_Exercise directions_:
Find every line below that contains the string "white", with case counting, and copy each of those lines.

_Data provided_:
-.-.-

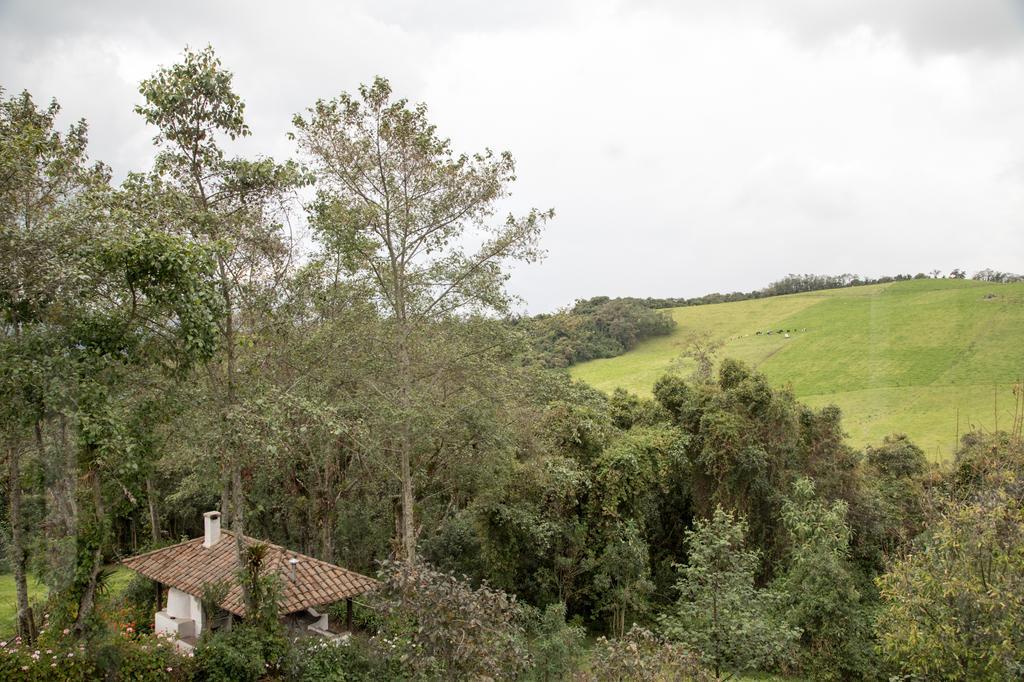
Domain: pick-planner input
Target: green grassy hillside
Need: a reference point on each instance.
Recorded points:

-.-.-

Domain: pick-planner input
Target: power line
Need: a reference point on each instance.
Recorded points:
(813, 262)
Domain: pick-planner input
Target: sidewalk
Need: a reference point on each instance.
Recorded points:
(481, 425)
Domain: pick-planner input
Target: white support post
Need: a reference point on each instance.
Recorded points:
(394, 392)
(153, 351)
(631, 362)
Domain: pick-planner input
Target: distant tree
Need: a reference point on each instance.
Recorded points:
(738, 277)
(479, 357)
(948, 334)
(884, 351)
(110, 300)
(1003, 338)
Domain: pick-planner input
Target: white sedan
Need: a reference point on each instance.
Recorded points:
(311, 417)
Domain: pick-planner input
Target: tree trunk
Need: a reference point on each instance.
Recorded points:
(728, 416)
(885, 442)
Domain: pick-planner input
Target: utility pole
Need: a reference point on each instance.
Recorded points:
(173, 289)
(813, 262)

-.-.-

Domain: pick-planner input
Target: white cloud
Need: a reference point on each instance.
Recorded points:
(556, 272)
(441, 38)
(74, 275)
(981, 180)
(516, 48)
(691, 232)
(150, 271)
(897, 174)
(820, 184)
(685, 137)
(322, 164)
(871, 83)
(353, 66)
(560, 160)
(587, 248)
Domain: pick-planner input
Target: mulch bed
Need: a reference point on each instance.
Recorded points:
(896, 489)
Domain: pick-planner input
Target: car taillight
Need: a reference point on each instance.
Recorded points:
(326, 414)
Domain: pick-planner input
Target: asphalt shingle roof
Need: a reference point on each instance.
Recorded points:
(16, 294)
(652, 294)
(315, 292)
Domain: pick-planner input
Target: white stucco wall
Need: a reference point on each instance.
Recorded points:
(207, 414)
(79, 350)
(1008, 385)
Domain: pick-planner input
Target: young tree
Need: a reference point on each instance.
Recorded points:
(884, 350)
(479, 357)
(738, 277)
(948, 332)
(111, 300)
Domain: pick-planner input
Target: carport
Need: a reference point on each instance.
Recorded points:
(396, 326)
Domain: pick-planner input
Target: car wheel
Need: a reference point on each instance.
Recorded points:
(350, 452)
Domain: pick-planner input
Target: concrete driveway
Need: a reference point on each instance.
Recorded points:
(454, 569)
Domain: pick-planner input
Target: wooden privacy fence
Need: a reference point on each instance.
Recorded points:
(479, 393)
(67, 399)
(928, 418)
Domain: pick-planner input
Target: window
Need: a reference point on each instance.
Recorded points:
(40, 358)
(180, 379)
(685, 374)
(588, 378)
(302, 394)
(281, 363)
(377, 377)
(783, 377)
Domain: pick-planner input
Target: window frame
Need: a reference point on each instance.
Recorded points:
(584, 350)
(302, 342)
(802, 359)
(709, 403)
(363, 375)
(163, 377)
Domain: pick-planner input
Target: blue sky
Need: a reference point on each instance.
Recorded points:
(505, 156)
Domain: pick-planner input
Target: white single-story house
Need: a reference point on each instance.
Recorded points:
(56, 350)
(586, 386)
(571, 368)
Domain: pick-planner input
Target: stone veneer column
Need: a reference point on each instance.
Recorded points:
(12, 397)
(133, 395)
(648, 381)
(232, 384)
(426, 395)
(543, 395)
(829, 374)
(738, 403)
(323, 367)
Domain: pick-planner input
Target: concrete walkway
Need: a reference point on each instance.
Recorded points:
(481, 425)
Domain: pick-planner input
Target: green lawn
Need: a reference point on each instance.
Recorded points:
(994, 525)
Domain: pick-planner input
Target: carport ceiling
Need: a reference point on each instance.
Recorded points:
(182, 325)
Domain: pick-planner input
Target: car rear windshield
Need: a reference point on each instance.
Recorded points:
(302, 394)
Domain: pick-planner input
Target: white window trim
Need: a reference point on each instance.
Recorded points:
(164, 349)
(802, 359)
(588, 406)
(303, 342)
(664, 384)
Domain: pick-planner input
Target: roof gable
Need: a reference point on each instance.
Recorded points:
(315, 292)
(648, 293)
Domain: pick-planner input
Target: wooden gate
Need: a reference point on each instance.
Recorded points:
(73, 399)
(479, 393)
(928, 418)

-.-.-

_Output below_:
Target: white support post
Target: white sedan
Target: white cloud
Target: white stucco wall
Target: white single-story house
Target: white window trim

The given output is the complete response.